DOCUMENT SEGMENT -
New therapeutic strategies raised to prevent and resist metastasis in lymph nodes of breast cancer

Metastasis has always been enemy number one in malignant tumors, as it is the primary cause of cancer-related deaths. It is now widely accepted that the so-called pre-metastatic microenvironment, which means a suitable soil for metastatic tumor cells, has already existed in organs before metastasis occurrence. A new study, recently published in Research, reported the dynamic changes in the pre-metastatic microenvironment of lymph nodes of breast cancer, as well as the responsible regulatory mechanisms.

"With the progression of the primary tumor, the tumor-draining lymph node is first enlarged and immune-activated at early stage which contains specific antitumor immunity against metastasis, then contracted and immunosuppressed at late stage before finally metastasized," introduced Shui Wang, the leader of the study.

The interesting phenomenon was discovered in multiple murine breast cancer models and repeatedly verified in clinical settings. Different from the pre-metastatic microenvironments in other organs, the team discovered in lymph nodes a unique enlarged phase before metastasis which represented an immune-activated status completely resistant to metastasis.

TASKS TO COMPLETE -
A: In Shui Wang's quoted statement in the article on breast cancer lymph node metastasis, list every word that describes the state of the tumor-draining lymph node.
B: Translate into Spanish this sentence from the article on breast cancer lymph node metastasis: "Metastasis has always been enemy number one in malignant tumors, as it is the primary cause of cancer-related deaths."
The entries after this point are separate material, unrelated to the article on breast cancer lymph node metastasis.

DATA PROVIDED -
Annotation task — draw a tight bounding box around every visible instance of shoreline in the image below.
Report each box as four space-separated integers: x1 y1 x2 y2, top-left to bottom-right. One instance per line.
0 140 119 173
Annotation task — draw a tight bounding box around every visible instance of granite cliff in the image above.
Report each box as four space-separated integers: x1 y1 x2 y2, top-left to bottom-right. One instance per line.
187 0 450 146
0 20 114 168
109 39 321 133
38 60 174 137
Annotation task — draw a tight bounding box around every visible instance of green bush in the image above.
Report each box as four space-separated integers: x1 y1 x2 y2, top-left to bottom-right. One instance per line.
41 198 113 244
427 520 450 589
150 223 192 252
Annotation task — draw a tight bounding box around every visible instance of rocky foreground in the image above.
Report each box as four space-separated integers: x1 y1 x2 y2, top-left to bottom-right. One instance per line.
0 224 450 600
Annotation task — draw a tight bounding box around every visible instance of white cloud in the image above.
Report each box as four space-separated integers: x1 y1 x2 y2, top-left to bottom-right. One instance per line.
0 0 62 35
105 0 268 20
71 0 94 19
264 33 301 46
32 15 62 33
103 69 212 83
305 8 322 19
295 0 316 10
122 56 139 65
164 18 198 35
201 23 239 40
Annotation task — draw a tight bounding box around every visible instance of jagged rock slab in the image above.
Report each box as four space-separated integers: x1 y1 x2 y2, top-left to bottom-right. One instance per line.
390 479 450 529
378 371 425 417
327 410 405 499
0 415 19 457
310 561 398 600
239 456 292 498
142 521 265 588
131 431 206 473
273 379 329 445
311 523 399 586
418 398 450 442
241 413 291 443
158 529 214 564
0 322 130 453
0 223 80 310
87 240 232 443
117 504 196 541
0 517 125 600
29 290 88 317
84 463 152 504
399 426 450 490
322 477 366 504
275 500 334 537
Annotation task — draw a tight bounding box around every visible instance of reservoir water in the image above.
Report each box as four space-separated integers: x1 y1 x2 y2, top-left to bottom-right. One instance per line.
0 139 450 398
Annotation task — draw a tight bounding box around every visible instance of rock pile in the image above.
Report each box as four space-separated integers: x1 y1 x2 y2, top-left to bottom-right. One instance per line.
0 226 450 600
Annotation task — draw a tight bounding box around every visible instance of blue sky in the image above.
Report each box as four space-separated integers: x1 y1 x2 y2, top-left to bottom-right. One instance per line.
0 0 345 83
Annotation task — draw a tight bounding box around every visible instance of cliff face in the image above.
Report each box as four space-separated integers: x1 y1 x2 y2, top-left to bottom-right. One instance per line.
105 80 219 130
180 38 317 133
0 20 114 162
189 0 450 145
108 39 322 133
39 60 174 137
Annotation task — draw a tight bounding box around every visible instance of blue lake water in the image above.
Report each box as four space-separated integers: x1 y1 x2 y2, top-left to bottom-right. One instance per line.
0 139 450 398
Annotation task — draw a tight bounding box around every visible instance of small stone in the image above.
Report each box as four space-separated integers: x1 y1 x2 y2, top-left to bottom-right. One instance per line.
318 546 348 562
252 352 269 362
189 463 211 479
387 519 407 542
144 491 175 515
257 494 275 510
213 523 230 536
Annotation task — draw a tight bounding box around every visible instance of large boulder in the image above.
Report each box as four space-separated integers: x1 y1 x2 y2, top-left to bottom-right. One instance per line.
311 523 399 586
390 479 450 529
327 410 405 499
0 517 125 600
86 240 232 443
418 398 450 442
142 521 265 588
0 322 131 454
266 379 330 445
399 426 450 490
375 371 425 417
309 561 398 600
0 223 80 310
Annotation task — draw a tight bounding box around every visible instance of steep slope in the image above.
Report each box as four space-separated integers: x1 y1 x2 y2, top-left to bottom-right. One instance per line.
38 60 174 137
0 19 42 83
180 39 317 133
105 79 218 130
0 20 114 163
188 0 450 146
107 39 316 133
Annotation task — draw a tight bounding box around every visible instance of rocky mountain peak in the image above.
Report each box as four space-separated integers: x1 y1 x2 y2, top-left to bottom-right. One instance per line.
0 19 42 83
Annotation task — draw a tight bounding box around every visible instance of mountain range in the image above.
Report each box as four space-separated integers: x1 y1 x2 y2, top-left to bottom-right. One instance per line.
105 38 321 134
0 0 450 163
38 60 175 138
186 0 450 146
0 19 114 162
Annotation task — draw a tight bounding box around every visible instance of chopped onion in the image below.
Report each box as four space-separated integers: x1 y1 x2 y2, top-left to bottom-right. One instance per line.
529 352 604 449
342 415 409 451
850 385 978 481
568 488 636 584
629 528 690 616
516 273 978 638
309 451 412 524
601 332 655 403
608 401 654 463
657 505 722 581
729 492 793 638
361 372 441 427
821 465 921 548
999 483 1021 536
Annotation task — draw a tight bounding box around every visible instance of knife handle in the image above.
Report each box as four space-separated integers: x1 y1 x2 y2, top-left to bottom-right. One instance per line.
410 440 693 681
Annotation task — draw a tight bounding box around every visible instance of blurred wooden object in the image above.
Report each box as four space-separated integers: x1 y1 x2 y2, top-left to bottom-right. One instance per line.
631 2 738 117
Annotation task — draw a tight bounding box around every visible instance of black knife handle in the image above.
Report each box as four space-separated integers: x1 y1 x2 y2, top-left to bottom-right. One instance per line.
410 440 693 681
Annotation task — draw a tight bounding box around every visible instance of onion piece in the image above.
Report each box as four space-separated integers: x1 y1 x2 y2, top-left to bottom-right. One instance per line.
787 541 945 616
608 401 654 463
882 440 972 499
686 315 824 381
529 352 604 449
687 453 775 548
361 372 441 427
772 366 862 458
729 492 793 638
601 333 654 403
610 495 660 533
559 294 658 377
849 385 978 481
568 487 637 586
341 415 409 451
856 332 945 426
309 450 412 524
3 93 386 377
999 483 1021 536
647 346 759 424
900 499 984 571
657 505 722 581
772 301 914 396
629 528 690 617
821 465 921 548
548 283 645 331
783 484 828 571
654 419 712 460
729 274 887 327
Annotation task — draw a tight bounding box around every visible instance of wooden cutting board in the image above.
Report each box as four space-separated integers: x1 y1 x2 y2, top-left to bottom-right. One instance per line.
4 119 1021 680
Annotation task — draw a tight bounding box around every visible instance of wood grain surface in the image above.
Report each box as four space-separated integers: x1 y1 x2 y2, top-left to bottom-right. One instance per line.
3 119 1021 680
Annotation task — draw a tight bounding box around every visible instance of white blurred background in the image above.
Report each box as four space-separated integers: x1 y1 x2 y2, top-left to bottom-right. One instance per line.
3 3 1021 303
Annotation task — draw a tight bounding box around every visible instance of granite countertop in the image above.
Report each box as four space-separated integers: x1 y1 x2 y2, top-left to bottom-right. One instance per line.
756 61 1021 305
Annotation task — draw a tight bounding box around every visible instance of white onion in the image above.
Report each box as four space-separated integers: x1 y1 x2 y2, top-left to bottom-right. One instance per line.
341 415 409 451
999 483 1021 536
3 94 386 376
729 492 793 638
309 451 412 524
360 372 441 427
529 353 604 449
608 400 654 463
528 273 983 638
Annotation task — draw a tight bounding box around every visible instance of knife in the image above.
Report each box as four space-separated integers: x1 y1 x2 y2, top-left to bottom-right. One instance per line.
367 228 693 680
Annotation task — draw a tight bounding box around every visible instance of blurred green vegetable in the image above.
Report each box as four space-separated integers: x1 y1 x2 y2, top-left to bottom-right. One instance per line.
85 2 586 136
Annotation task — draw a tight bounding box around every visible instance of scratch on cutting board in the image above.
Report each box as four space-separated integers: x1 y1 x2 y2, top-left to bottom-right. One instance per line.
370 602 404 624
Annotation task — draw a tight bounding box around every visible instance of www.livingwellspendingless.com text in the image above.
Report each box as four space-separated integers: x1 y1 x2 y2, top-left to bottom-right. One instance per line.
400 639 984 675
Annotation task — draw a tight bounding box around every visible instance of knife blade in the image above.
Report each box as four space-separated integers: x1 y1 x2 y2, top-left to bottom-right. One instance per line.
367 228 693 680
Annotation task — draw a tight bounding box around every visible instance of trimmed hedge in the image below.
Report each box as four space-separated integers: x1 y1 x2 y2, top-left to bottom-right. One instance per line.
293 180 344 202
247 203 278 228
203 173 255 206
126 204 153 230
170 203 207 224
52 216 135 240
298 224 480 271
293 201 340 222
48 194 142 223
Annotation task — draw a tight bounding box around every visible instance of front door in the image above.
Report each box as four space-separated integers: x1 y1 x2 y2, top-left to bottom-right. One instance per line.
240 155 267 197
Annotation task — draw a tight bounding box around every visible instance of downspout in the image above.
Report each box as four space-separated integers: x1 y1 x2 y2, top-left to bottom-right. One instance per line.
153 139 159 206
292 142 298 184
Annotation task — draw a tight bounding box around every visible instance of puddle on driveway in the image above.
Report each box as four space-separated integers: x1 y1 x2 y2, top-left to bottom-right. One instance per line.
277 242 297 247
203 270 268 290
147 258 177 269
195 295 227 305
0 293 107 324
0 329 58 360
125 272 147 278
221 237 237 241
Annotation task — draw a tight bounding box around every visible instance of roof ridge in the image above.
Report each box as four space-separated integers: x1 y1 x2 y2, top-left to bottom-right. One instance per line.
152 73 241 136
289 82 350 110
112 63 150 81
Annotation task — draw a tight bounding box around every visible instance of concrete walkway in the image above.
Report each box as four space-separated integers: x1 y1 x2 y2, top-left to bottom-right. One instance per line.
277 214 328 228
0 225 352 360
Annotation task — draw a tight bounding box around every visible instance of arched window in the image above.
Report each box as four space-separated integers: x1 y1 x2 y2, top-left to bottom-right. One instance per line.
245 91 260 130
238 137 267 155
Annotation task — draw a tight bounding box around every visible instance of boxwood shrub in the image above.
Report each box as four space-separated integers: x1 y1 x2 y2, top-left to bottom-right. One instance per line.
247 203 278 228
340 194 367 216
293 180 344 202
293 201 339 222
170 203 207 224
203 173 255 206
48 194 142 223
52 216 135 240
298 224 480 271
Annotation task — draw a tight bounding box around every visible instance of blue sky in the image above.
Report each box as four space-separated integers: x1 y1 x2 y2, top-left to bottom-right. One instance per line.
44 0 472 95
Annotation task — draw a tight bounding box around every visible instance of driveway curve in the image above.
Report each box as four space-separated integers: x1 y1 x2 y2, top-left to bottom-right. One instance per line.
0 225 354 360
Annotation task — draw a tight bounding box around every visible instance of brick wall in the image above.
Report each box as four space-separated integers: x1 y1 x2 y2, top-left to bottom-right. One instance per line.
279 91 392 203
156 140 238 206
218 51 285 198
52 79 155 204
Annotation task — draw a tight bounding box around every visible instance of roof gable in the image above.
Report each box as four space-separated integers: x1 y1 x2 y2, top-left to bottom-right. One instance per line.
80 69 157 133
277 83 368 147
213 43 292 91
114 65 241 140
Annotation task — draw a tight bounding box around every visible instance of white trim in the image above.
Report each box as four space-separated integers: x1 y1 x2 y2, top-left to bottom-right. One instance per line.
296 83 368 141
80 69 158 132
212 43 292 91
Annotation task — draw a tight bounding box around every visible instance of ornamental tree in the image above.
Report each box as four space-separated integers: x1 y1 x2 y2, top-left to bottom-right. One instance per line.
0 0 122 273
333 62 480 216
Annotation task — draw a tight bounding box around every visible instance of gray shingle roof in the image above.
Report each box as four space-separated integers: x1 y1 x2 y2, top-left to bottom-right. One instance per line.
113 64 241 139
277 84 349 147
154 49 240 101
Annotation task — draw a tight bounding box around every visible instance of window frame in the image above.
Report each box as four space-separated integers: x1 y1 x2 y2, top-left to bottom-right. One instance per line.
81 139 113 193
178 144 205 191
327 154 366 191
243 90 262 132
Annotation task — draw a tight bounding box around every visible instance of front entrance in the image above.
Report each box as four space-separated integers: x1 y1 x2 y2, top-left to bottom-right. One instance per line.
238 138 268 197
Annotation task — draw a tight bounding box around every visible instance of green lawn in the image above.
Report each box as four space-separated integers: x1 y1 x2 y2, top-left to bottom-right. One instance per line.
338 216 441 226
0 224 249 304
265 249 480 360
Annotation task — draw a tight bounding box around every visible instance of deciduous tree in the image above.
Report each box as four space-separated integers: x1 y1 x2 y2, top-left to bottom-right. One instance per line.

ANSWERS GIVEN -
A: enlarged, immune-activated, contracted, immunosuppressed, metastasized

B: La metástasis siempre ha sido el enemigo número uno en los tumores malignos, ya que es la principal causa de muertes relacionadas con el cáncer.